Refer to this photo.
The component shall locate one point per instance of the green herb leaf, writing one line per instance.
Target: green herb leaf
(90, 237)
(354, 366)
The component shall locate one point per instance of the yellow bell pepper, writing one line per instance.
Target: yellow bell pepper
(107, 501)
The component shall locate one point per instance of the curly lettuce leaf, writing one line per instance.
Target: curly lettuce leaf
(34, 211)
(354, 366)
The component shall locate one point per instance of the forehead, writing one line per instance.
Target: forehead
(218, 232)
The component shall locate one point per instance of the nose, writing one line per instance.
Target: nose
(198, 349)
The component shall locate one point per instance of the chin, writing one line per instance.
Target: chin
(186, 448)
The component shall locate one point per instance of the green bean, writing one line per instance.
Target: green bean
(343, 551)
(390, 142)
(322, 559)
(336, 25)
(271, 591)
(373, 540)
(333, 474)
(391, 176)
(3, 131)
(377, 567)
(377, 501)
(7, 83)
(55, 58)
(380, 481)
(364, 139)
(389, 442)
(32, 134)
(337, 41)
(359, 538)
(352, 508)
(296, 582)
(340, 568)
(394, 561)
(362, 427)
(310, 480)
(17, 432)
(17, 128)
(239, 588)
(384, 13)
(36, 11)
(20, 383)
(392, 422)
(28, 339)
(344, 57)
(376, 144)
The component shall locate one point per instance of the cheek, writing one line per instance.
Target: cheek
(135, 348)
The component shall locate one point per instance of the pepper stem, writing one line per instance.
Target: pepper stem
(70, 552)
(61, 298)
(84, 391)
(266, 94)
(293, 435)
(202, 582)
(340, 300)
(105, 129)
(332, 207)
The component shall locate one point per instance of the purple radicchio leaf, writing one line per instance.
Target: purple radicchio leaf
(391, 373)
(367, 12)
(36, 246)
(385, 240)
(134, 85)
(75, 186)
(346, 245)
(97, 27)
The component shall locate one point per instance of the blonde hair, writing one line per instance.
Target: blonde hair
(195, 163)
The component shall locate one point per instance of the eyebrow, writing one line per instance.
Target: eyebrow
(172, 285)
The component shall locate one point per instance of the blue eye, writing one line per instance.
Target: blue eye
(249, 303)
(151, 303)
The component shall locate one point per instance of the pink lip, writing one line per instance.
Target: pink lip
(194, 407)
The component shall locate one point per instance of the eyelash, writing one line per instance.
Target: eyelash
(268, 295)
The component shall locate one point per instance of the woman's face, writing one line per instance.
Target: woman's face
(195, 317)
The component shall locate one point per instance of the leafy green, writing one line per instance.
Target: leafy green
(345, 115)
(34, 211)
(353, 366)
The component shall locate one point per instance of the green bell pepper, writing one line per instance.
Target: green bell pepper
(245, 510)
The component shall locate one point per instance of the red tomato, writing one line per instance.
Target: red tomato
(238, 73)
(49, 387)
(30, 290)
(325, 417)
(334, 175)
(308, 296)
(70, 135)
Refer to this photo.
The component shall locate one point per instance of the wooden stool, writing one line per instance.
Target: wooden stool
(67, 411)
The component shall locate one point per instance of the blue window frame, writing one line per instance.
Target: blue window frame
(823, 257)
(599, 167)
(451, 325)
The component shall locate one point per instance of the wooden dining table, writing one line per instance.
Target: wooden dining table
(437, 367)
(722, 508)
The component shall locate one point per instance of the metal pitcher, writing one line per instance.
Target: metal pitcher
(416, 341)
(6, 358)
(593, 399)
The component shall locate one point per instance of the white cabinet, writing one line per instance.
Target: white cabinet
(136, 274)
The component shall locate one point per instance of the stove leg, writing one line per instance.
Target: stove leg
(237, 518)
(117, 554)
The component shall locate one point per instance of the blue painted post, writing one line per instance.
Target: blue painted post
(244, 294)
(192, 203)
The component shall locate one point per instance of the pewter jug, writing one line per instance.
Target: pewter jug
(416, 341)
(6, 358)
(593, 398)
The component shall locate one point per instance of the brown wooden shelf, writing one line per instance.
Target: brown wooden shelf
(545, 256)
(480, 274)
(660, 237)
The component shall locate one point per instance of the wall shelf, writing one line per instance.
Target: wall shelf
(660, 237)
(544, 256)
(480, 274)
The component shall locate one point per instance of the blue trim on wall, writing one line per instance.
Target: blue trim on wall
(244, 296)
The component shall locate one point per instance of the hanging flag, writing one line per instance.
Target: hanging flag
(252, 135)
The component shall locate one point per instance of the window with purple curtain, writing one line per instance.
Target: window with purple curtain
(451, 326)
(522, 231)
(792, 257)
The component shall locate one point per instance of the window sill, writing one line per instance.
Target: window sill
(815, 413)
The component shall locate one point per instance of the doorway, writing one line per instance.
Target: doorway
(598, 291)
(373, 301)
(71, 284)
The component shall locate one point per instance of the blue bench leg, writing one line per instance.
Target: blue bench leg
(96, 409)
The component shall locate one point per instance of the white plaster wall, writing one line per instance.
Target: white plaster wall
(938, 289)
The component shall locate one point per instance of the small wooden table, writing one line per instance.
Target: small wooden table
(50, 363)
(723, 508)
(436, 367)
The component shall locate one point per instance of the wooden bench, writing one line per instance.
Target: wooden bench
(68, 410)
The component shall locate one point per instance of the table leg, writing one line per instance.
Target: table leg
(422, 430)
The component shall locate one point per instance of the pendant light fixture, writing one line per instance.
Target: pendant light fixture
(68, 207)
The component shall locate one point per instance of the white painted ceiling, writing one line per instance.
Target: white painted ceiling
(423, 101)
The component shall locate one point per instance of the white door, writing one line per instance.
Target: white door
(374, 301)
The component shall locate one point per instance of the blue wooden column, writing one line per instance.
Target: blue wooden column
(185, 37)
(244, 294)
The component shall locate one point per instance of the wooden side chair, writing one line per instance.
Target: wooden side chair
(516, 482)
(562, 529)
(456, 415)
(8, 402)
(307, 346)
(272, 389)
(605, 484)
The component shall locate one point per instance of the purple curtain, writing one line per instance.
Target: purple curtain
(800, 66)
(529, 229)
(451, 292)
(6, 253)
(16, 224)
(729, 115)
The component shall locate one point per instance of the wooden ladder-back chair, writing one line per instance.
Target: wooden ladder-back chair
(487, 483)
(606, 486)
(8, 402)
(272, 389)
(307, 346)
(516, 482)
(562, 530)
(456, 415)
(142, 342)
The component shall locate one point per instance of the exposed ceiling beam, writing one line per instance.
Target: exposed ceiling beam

───

§ YOUR OBJECTIVE:
Copy out all lines above holding "exposed".

§ RESPONSE TO THE EXERCISE:
The component shall locate one point per instance of the exposed ceiling beam, writing one line per instance.
Target: exposed ceiling beam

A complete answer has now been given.